**Directive**:
Copy every one of the entries below word for word, leaving out the pictures.

**Data shown**:
▼

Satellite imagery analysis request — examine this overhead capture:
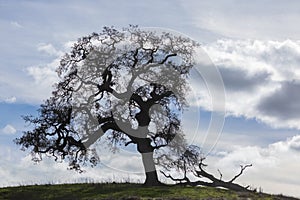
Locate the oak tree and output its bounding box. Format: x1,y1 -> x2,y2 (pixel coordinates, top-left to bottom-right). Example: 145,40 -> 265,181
15,26 -> 198,185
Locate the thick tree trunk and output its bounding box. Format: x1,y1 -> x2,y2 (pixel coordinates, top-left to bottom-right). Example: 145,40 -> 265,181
137,138 -> 162,186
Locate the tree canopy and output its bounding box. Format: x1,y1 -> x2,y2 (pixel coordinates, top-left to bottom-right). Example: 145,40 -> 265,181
16,26 -> 198,185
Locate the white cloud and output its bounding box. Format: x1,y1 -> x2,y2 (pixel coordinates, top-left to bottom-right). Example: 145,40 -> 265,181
10,21 -> 23,28
2,124 -> 17,135
200,40 -> 300,129
208,135 -> 300,197
5,97 -> 17,103
37,43 -> 63,56
181,0 -> 300,39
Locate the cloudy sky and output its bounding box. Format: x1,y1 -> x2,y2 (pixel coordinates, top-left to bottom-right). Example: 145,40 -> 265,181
0,0 -> 300,197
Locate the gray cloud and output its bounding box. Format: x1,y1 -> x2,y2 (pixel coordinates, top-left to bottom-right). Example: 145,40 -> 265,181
219,68 -> 269,92
257,81 -> 300,120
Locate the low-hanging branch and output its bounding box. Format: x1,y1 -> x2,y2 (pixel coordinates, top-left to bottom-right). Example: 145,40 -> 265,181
160,159 -> 252,191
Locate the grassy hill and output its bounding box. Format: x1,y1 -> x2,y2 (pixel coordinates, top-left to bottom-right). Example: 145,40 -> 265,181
0,183 -> 295,200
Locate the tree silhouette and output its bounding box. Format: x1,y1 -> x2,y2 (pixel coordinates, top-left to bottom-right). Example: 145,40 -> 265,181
15,26 -> 198,185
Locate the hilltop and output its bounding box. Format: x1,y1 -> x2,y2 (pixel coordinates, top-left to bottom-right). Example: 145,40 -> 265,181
0,183 -> 296,200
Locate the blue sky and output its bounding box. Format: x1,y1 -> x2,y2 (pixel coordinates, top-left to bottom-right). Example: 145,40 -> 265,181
0,0 -> 300,196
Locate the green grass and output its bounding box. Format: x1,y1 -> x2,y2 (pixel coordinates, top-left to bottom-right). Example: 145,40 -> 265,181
0,183 -> 294,200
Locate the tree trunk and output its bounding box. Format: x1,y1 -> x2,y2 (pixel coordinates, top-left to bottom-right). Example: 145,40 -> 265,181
137,138 -> 162,186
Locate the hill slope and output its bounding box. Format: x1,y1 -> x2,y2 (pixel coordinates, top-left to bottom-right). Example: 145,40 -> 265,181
0,183 -> 296,200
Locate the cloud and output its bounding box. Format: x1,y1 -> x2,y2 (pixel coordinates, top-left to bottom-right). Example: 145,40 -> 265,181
257,81 -> 300,120
10,21 -> 23,28
209,135 -> 300,196
200,40 -> 300,129
37,43 -> 63,56
181,0 -> 300,40
2,124 -> 17,135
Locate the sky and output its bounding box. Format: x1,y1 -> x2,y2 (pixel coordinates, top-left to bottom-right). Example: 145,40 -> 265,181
0,0 -> 300,197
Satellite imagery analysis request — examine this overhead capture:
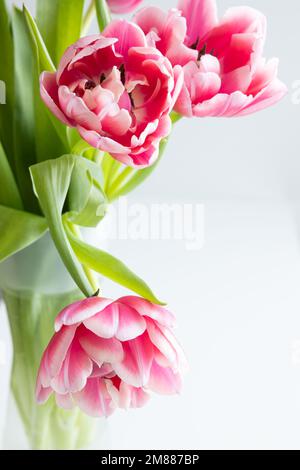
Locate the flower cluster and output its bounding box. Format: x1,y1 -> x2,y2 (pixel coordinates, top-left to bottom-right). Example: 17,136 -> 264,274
36,297 -> 186,417
135,0 -> 286,117
41,0 -> 286,168
36,0 -> 286,416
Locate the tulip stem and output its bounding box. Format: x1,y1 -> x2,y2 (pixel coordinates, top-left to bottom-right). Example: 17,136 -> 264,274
64,219 -> 100,295
81,0 -> 96,37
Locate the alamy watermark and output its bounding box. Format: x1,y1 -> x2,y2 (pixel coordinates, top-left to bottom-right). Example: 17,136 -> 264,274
99,197 -> 205,251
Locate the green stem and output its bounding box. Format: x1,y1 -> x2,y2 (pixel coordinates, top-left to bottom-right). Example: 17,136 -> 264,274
107,167 -> 135,199
64,219 -> 99,293
95,0 -> 111,33
81,0 -> 96,37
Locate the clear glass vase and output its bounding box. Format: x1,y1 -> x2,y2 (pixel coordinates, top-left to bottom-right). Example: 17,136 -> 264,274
0,229 -> 109,450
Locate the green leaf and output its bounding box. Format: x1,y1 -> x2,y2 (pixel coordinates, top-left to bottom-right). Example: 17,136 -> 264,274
95,0 -> 111,32
23,6 -> 68,162
23,5 -> 56,72
0,206 -> 48,262
68,157 -> 107,227
12,8 -> 39,212
30,155 -> 94,297
0,143 -> 23,209
65,222 -> 165,305
37,0 -> 84,65
0,0 -> 14,163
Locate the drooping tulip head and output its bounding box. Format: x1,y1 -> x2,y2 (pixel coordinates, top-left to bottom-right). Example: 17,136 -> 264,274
36,297 -> 186,417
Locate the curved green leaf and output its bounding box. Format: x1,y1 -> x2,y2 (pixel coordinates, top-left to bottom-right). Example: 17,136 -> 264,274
0,0 -> 14,163
30,155 -> 94,297
65,222 -> 165,305
0,142 -> 23,209
0,206 -> 48,262
37,0 -> 84,65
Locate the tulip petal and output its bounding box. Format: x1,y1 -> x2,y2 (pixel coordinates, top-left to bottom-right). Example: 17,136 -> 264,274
113,333 -> 154,387
51,339 -> 93,394
178,0 -> 218,46
73,378 -> 115,418
103,20 -> 147,59
78,328 -> 123,367
118,296 -> 175,327
55,297 -> 112,331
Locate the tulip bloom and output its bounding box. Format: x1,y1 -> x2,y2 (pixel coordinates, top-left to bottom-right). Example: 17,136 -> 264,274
40,20 -> 183,167
36,296 -> 186,417
107,0 -> 143,15
135,0 -> 286,117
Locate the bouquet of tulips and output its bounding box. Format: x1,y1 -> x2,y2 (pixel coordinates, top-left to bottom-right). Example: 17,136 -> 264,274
0,0 -> 286,449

▲

**Final result**:
Satellite imagery analysis request — examine this overhead capture:
Locate the oak tree and output its bounding box. Format: x1,y1 -> x2,y2 (pixel coordinates, top-left to bottom-right). Example: 145,40 -> 265,181
15,26 -> 198,185
Locate the thick tree trunk and output its bounding box. Format: x1,y1 -> x2,y2 (pixel coordinates, top-left to bottom-right). Example: 145,40 -> 265,181
137,138 -> 162,186
Locate the tree canopy and output its bounding box. Format: x1,y1 -> x2,y2 (pixel coordinates, top-left to bottom-right). Example: 145,40 -> 265,181
16,26 -> 198,185
Locate the white cloud and output its bounding box. Format: x1,y1 -> x2,y2 (pixel coordinates, top-left to bottom-right). Example: 145,40 -> 265,181
10,21 -> 23,28
2,124 -> 17,135
200,40 -> 300,129
208,135 -> 300,197
5,97 -> 17,103
37,43 -> 63,56
181,0 -> 300,39
Locate the cloudy sky and output its bounding box. Format: x1,y1 -> x2,y2 (pixel coordinates, top-left to bottom-right). Example: 145,40 -> 265,181
0,0 -> 300,197
Locate the gray cloud and output its bounding box. Format: x1,y1 -> x2,y2 (pixel coordinates, top-left to bottom-right). Example: 145,40 -> 265,181
219,68 -> 269,92
257,81 -> 300,120
Locate the low-hanging branch and output its bounding box. Format: x1,y1 -> x2,y2 (pixel coordinates, top-left to bottom-right). Example: 145,40 -> 265,181
160,159 -> 252,191
Locate the grassy hill and output its bounding box. Format: x1,y1 -> x2,y2 (pixel coordinates, top-left to bottom-right). Example: 145,40 -> 265,181
0,183 -> 295,200
Locate the tree silhouette and output its bounding box. Format: x1,y1 -> x2,y2 (pixel coordinates, top-left to bottom-right). Example: 145,40 -> 265,181
15,26 -> 198,185
Locate the hilltop and output its bounding box. Format: x1,y1 -> x2,y2 (pixel coordinates, top-left to bottom-right). Example: 145,40 -> 265,181
0,183 -> 296,200
Locate the blue sky and output its bounding box. Format: x1,y1 -> x2,y2 (pixel coordinates, top-left to bottom-right). Example: 145,40 -> 265,181
0,0 -> 300,196
Locate the green grass and output its bounding box. Format: x1,y1 -> x2,y2 (pixel coordinates, top-left to bottom-right). Example: 145,40 -> 265,181
0,183 -> 294,200
Locate the tree trunk and output its bounding box. Format: x1,y1 -> x2,y2 (pixel coordinates, top-left to bottom-right). Example: 145,40 -> 265,181
137,138 -> 162,186
Locate the hill slope and output its bounding box. Format: x1,y1 -> x2,y2 (pixel coordinates, top-left to bottom-right). Example: 145,40 -> 265,181
0,183 -> 296,200
Locate the cloud and output its bounding box. Format: x1,y1 -> x2,y2 (pixel coordinates, top-left to bottom-right). Example: 145,40 -> 265,181
257,81 -> 300,120
10,21 -> 23,28
209,135 -> 300,196
200,40 -> 300,129
37,43 -> 63,56
181,0 -> 300,40
2,124 -> 17,135
Locate the sky and output its bounding box. Format: x1,y1 -> x2,y2 (pixel coordinates, top-left to bottom-right). Example: 145,40 -> 265,181
0,0 -> 300,197
Satellite imagery analysis request — examine this overhead capture:
Locate the flower cluster and output its bounding box. Format: x1,y1 -> x2,y2 (pixel coordinates, top-left to bottom-right). Example: 17,136 -> 264,274
36,297 -> 186,417
135,0 -> 286,117
41,0 -> 286,168
36,0 -> 286,416
Locate the tulip stem and output its bounding box. Format: x1,y1 -> x2,y2 (pixel coordinates, top-left to bottom-right). Example: 17,136 -> 264,274
64,219 -> 100,295
81,0 -> 96,37
Locate the alamy watermark and output its bounding box. Format: x1,y1 -> x2,y2 (pixel coordinates, top-left to bottom-right). Example: 17,136 -> 264,274
99,197 -> 205,251
Locate the green stem and output its bounding box. Format: x1,y1 -> x2,y2 (pixel coordinates, top-left to bottom-right). Example: 17,136 -> 264,274
107,167 -> 135,199
64,219 -> 99,293
95,0 -> 111,33
81,0 -> 96,37
Locate the clear glass vase and output its bounding box. Format: x1,y1 -> x2,y2 (pixel coordinates, top-left to bottom-right). Example: 17,136 -> 264,274
0,229 -> 109,450
Locate the green leaf and output its bounding box. Format: x1,y1 -> x2,y2 (pixel coordinates, top-left to bottom-right). Example: 17,136 -> 264,274
95,0 -> 111,32
23,6 -> 68,162
23,5 -> 56,72
0,206 -> 48,262
68,157 -> 107,227
12,8 -> 39,212
30,155 -> 94,297
0,143 -> 23,209
65,222 -> 165,305
37,0 -> 84,65
0,0 -> 14,163
Locate the drooping tulip head and output its bounding box. Format: x1,y1 -> x2,y2 (pixel coordinates, top-left to bottom-right). Example: 17,136 -> 264,274
36,297 -> 186,417
Locate the curved green leaf and output its bounding box. Format: x1,y1 -> x2,y2 (pixel coordinates, top-left to bottom-right). Example: 17,136 -> 264,274
0,0 -> 14,163
30,155 -> 94,297
65,222 -> 165,305
0,142 -> 23,209
0,206 -> 48,262
37,0 -> 84,65
Locate the tulip petal and output its bounding box. Format: x1,y1 -> x2,y2 (pixel coordinates, top-left to bottom-right). Example: 17,136 -> 264,274
113,333 -> 154,387
51,339 -> 93,394
178,0 -> 218,46
73,378 -> 115,418
103,20 -> 147,59
78,328 -> 123,367
118,296 -> 175,327
55,297 -> 112,331
Locate the tulip bloom and output its bounding box. Format: x1,y1 -> x2,y2 (pixel coordinates, top-left to bottom-right). Example: 17,136 -> 264,274
40,20 -> 183,167
36,296 -> 186,417
107,0 -> 143,15
135,0 -> 286,117
Locate the bouquet of tulips and output its bounding box. Format: x1,y1 -> x2,y2 (pixel coordinates, top-left to bottom-right). Example: 17,136 -> 264,274
0,0 -> 286,449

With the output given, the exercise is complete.